### TEXTO CITADO:
+ + + +

La cosa empezó de a poco. Tomó impulso y creció sin que nadie se diera cuenta y, de repente, se ha convertido casi en un tsunami.
Esos democráticos restoranes con mesa compartida, en los que hay que pagar para sentarse con desconocidos, se han puesto tan de moda en Estados Unidos y los países ricos de Europa que hoy son la norma más que la excepción. Más del 80% de los nuevos restoranes informales o semiformales que se abrieron en 2014 en EE.UU. tienen al menos una mesa compartida, según Chipman Design Architecture.
Los dueños de estos restoranes dicen que la moda fue impulsada por la demanda. Que en Nueva York, Chicago o Los Angeles, las tres ciudades de EE.UU. con mayor número de mesas compartidas, hay cada vez más gente que vive sola y come sola, y que esos clientes piden a gritos mesas comunitarias. No es casualidad que el portal de internet para quienes comen solos,www.solodining.com, tenga el mejor directorio de restaurantes con mesa compartida del país y que ponga en primer lugar a esas tres ciudades.
La moda puede haberse impuesto en los restaurantes trendy de Nueva York o Los Angeles, pero su origen es mucho más modesto. Estudiantes y trabajadores comparten mesa en los comedores y cafeterías de la escuela, la universidad y la oficina. Y allí el primer objetivo de las mesas compartidas es económico: hacer entrar el mayor número posible de gente en el menor espacio posible. Lo mismo ha sucedido desde siempre en los restoranes rurales: una o dos mesas grandes reciben al esporádico visitante.
La primera vez que vi restoranes con mesa compartida fue hace demasiado tiempo, en esa nostálgica película de Etore Scola, Nos Habíamos Amado Tanto . No sé si eran la Stefania Sandrelli y Vittorio Gasmann que se hacían hueco para sentarse entre mucha gente en una larga mesa romana donde todos comían tallarines. En mi primer viaje a Roma, veinte años después, aprendí el magnífico nombre de esos restoranes: tavola calda, mesa caliente. Seguían siendo baratos y democráticos como en la película, para gente que no tenía plata para mesa exclusiva o mantel largo.
Las mesas comunitarias de hoy tuvieron también origen proletario: comenzaron a brotar en Nueva York en 2008 y 2009, al comienzo de la última gran recesión norteamericana. Pero la necesidad de achicar espacios, y de hacer caber en ellos más gente, se combinó con la abundancia de neoyorquinos solteros y solos buscando hablar con desconocidos. Fue la tormenta perfecta. Las mesas comunes se convirtieron en moda y ya sabemos lo que pasa cuando algo se pone de moda en Nueva York. El boom ha sido global. Hay cada vez más restaurantes con mesas comunitarias en Houston y en Miami, en Londres, Roma, en Berlín y en una infinidad de etcéteras.

+ + + +

### SECCIÓN DE DATOS:
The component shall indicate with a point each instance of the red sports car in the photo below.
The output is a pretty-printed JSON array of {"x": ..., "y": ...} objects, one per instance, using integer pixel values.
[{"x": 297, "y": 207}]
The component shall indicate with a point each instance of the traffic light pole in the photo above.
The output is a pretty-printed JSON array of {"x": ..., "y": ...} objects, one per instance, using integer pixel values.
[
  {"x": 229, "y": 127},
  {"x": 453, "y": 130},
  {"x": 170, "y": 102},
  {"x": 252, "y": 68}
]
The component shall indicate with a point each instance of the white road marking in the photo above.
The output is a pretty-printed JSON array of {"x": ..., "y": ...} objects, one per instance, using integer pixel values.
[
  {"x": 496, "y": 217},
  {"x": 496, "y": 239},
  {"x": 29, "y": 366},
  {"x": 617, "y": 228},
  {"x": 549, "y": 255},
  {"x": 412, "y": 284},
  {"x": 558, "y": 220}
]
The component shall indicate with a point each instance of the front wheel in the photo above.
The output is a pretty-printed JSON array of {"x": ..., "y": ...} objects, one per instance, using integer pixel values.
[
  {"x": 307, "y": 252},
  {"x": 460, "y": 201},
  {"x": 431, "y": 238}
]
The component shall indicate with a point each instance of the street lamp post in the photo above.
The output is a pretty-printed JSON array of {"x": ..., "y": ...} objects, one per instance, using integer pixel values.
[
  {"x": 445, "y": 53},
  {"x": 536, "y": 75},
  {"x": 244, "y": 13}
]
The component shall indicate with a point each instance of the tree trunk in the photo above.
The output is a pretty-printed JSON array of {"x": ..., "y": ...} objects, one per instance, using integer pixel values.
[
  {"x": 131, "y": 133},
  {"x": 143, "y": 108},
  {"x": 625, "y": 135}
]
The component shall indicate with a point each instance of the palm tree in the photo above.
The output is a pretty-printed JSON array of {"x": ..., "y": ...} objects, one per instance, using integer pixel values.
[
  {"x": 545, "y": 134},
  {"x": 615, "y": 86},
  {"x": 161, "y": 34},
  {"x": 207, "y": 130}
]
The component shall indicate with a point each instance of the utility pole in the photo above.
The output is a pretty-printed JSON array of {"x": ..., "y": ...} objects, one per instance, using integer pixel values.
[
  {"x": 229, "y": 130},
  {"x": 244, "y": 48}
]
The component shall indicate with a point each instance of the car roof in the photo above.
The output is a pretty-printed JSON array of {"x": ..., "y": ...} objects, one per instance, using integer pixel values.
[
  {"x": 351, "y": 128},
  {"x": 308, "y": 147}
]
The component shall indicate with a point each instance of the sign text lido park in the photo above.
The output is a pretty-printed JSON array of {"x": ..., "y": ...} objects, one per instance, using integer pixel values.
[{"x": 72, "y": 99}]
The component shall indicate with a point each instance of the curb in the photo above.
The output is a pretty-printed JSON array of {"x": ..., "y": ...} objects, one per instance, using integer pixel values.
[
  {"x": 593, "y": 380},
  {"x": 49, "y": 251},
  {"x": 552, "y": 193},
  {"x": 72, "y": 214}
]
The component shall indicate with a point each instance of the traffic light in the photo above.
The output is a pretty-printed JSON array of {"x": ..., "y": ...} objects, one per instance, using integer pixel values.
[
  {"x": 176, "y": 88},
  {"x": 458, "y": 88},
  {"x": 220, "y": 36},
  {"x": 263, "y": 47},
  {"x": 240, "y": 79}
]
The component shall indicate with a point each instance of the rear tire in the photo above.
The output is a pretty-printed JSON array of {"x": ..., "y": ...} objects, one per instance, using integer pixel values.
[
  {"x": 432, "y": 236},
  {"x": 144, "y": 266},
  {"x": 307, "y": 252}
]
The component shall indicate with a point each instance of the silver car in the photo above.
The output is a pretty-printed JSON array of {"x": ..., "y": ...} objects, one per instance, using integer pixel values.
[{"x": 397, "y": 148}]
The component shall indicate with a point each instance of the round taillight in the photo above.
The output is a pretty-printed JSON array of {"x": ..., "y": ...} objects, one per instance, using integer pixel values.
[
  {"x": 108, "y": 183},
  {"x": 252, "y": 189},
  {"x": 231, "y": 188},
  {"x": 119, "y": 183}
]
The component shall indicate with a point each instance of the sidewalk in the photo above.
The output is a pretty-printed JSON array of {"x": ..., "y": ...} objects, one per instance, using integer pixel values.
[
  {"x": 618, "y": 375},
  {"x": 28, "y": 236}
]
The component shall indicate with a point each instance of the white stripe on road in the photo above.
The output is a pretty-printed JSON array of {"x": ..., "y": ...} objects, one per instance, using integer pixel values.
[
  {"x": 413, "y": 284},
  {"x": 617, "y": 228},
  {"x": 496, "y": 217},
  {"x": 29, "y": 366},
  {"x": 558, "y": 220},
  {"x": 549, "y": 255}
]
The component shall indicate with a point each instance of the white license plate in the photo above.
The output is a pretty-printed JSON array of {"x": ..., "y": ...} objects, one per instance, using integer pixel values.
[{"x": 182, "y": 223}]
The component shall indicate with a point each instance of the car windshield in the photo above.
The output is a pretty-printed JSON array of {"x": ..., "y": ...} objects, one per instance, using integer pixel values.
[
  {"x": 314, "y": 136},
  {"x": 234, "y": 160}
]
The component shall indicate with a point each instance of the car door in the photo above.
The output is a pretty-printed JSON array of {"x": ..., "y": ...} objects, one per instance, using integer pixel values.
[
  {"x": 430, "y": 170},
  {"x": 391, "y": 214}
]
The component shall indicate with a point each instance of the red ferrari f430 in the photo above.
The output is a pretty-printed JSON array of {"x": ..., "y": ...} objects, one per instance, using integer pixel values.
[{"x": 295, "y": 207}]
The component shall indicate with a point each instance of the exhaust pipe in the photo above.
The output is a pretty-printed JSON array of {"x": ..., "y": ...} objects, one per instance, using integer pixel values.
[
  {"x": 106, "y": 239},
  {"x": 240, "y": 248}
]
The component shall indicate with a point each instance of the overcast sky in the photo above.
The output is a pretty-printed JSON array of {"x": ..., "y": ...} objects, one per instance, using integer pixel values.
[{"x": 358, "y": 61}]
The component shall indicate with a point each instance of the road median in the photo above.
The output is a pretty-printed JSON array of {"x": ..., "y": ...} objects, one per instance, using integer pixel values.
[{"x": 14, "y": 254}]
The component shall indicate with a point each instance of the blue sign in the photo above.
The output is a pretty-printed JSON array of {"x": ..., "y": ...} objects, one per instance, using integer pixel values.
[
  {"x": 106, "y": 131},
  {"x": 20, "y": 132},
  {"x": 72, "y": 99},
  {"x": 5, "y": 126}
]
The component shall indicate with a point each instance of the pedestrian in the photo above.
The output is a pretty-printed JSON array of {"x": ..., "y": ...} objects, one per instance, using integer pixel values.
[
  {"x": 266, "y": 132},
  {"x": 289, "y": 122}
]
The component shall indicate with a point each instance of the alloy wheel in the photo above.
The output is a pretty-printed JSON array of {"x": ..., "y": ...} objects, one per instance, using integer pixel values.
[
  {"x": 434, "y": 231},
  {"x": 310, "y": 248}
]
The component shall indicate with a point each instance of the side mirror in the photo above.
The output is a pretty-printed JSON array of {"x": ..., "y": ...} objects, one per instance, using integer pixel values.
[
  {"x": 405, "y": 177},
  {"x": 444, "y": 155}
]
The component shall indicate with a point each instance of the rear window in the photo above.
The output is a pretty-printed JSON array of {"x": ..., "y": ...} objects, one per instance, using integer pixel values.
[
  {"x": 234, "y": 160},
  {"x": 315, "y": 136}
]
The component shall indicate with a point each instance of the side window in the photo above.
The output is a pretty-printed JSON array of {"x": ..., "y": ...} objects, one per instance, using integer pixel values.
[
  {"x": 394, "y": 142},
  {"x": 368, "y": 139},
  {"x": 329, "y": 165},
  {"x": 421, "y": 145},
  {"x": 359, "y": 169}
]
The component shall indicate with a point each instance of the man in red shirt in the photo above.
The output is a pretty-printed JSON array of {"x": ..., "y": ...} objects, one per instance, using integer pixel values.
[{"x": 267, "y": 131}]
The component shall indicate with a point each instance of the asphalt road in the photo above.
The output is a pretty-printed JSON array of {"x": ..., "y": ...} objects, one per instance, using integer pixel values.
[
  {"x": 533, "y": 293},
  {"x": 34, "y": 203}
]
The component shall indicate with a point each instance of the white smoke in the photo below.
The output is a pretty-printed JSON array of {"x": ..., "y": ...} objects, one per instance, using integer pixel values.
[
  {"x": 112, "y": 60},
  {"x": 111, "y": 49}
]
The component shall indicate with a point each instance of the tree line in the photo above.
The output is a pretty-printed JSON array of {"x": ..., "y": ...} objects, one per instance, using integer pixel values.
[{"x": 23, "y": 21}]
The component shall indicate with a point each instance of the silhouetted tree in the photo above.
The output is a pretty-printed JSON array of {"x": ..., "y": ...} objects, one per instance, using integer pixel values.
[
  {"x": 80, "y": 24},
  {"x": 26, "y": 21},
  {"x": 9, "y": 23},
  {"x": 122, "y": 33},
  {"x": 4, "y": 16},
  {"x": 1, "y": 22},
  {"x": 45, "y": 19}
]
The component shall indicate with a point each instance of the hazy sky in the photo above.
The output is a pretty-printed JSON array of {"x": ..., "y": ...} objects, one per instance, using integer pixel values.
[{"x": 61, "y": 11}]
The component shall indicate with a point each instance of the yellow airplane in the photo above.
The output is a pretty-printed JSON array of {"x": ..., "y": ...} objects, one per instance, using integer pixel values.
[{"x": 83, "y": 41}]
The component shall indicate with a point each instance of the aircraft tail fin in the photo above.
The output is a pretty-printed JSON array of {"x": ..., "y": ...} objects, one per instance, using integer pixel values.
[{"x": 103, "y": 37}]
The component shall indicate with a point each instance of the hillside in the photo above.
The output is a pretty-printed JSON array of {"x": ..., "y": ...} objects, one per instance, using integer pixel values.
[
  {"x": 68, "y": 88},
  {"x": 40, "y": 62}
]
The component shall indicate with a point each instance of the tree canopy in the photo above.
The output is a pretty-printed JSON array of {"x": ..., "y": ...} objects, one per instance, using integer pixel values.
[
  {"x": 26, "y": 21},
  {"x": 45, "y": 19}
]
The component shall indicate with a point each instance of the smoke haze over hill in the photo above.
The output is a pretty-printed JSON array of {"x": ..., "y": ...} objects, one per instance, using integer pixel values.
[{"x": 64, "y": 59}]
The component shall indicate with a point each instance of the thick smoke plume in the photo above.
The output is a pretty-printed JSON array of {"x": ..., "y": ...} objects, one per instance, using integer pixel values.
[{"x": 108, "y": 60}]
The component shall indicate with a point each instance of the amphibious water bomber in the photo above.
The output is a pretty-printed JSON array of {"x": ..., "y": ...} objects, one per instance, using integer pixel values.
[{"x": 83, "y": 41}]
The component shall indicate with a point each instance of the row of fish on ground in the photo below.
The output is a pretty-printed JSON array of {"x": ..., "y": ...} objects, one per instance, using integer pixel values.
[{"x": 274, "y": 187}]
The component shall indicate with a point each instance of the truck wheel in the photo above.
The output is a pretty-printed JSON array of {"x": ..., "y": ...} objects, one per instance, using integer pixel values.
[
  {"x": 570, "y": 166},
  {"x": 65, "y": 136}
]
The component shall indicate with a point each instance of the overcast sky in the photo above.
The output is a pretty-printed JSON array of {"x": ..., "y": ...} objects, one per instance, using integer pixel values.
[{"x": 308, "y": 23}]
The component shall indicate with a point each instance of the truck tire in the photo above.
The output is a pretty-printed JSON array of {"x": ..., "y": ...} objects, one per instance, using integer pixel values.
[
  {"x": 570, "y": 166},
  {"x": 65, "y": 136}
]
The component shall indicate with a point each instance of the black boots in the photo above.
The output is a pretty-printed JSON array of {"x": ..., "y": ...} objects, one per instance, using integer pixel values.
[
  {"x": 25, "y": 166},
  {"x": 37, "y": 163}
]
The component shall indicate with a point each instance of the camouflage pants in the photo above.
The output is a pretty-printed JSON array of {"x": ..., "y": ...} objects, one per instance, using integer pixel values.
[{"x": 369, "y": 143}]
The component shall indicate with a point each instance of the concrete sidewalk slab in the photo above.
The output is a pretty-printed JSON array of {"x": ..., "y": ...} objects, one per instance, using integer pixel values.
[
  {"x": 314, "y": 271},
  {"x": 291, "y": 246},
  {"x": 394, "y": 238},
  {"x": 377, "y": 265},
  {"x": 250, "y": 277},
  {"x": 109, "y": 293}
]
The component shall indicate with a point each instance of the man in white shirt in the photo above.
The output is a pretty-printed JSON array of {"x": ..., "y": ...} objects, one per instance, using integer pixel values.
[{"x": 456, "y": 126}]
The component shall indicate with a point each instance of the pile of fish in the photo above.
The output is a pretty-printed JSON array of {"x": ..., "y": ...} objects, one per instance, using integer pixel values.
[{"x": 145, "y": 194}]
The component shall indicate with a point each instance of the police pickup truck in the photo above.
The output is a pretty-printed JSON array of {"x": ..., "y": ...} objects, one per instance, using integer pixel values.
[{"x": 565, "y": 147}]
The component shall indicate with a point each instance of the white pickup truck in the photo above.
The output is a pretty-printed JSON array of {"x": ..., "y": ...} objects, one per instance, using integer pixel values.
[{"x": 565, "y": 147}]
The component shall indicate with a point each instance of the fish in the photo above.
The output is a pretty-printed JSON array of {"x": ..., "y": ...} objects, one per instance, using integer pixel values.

+ + + +

### TAREAS POR REALIZAR:
a – De acuerdo con el texto sobre las mesas compartidas, ¿en qué años comenzaron a brotar las mesas comunitarias en Nueva York?
b – Cambia "fish" por "boat" en las entradas, desde la línea que contiene "white pickup truck in the photo above." hasta el final de las entradas, y escribe solo esas líneas sin ninguna otra modificación.
El texto sobre las mesas compartidas y las entradas proceden de fuentes distintas.

### SOLUCIONES:
a – En 2008 y 2009.

b –
The component shall indicate with a point each instance of the white pickup truck in the photo above.
The output is a pretty-printed JSON array of {"x": ..., "y": ...} objects, one per instance, using integer pixel values.
[{"x": 565, "y": 147}]
The component shall indicate with a point each instance of the boat in the photo above.
The output is a pretty-printed JSON array of {"x": ..., "y": ...} objects, one per instance, using integer pixel values.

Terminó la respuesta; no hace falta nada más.